> [REQUIRED TASK A]
In the forum post on puddle reflections, what width and height is srf_screen_reflections created with?

I'll do some testing on multiple surface sizes and post some results here.

The puddles "trick" is pretty neat actually. I tried optimizing it a little bit while trying to understand how it works so feel free to test it and let me know.
GML:
//this function is in my rendering control object's draw event
//between two ping-pong stacks
//then in a future stack I draw srf_screen_reflections with the other stuff

function scr_setup_reflections(_reflect_from) {
    // Reduce global look ups by storing these in locals
    var _viewX = global.view_x;    // View x (top left)
    var _viewY = global.view_y;    // View y (top left)
    var _viewW = global.view_w;    // View width
    var _viewH = global.view_h;    // View height

    //create surface where all water will be drawn to
    if (!surface_exists(srf_screen_reflections)) {      
        srf_screen_reflections = surface_create(480, 270);
    }

    // Prepare reflections surface since reflectors exist
    if instance_exists(par_reflectors) {                        
        surface_set_target(srf_screen_reflections);
            draw_clear_alpha(c_black, 0.0);  
        surface_reset_target();
    }

    //loop through all reflectors
    with (par_reflectors) {  

        // Simple AABB collision check with view to see if the object is visible
        // Object is out of view, don't process (Edited!)
        if (bbox_left > _viewX +_viewW) || (bbox_right < _viewX) || (bbox_top > _viewY +_viewH) || (bbox_bottom < _viewY) {
            continue;
        }

        //-----------------------------
        // This can probably be moved outside the with loop . Just draw the _reflect_from surface
        // blurred to be used by every reflector object with draw_surface_general when drawing the
        // puddle's reflection after disabling alpha channel (this will be much faster since you're
        // only blurring once as opposed to blurring per object and creating 1 surface max)

        // Object is guaranteed inside of the view, just create and free single puddle surface in this step
        var _srf_reflection = surface_create(sprite_width, sprite_height);

        // Draw the reflection on the puddle
        surface_set_target(srf_reflection);            //set drawing target to puddle instance surface
            shader_set(shd_blur_gaussian);            //apply blur shader to water
                shader_set_uniform_f(uRESOLUTION, sprite_width, sprite_height);
                shader_set_uniform_f(uRADIUS, 0.5);
                //draw area to be reflected from source surface (scenery)

> [RECORDS FOR THE TASK]
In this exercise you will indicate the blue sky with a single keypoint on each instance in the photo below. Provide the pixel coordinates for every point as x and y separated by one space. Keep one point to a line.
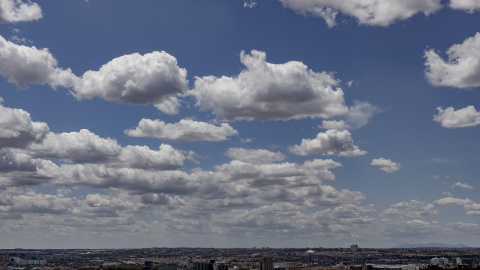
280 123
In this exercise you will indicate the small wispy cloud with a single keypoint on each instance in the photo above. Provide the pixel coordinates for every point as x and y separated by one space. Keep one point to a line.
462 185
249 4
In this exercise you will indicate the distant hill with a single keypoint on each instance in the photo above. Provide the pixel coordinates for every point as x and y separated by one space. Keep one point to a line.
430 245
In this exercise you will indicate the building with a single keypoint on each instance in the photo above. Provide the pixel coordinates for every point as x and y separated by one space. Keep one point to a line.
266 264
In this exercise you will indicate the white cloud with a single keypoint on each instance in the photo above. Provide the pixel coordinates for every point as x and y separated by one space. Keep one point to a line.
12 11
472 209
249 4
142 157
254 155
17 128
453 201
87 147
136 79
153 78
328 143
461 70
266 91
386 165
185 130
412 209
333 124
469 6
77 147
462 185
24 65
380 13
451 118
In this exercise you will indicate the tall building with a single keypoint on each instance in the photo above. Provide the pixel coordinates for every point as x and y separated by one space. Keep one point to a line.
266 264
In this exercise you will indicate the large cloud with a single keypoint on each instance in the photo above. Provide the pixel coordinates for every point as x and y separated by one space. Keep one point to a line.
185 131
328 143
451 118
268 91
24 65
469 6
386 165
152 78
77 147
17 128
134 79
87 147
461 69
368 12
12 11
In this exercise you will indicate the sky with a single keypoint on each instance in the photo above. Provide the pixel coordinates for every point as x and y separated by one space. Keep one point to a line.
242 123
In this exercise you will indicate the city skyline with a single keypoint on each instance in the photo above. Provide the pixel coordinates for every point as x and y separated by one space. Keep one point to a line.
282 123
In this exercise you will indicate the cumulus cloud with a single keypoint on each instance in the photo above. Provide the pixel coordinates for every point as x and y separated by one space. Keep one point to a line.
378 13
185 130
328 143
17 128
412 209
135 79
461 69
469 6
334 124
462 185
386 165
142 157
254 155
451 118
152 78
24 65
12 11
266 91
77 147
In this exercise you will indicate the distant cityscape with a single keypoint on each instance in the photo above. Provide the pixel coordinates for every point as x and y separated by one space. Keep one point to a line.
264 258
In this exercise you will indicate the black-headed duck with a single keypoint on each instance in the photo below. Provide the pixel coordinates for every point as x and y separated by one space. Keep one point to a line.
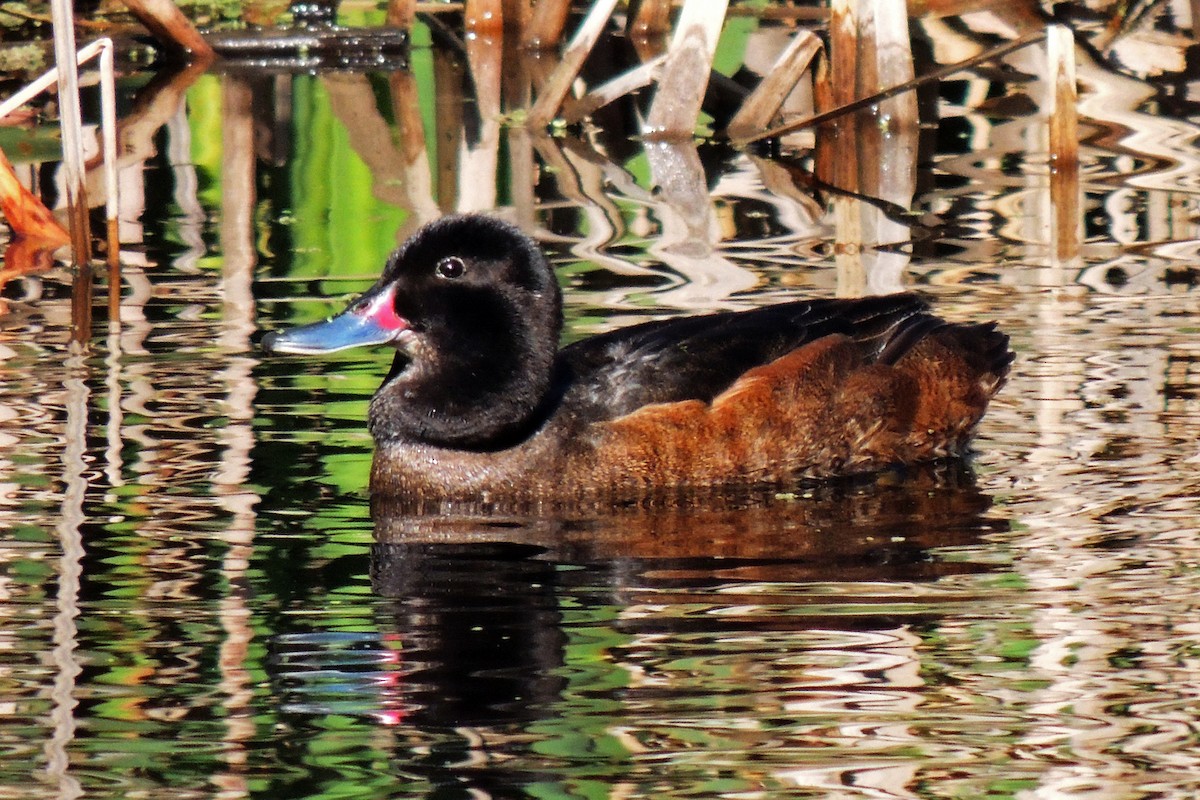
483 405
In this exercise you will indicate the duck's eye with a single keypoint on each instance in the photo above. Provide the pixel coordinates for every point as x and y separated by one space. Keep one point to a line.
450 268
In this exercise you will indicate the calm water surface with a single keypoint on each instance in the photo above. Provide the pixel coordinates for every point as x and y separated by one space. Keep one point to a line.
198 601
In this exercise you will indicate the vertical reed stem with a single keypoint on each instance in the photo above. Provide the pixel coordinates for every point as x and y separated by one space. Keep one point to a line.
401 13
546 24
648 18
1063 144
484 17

> [REQUIRED TASK B]
Add 78 to every coordinate in the answers, and write out the records again with their requests, covering everything from the line that contains "In this exercise you will indicate the vertical" down to the end of the records.

> [FINAL RESULT A]
480 by 270.

> [FINAL RESULT B]
In this exercise you will indicate the vertical reed stem with a single keypoint on each instance in the photo above. Provide the pixel coordinates for every point as x and y separated by one space. Keep one point to a line.
479 91
624 102
726 96
1141 222
562 95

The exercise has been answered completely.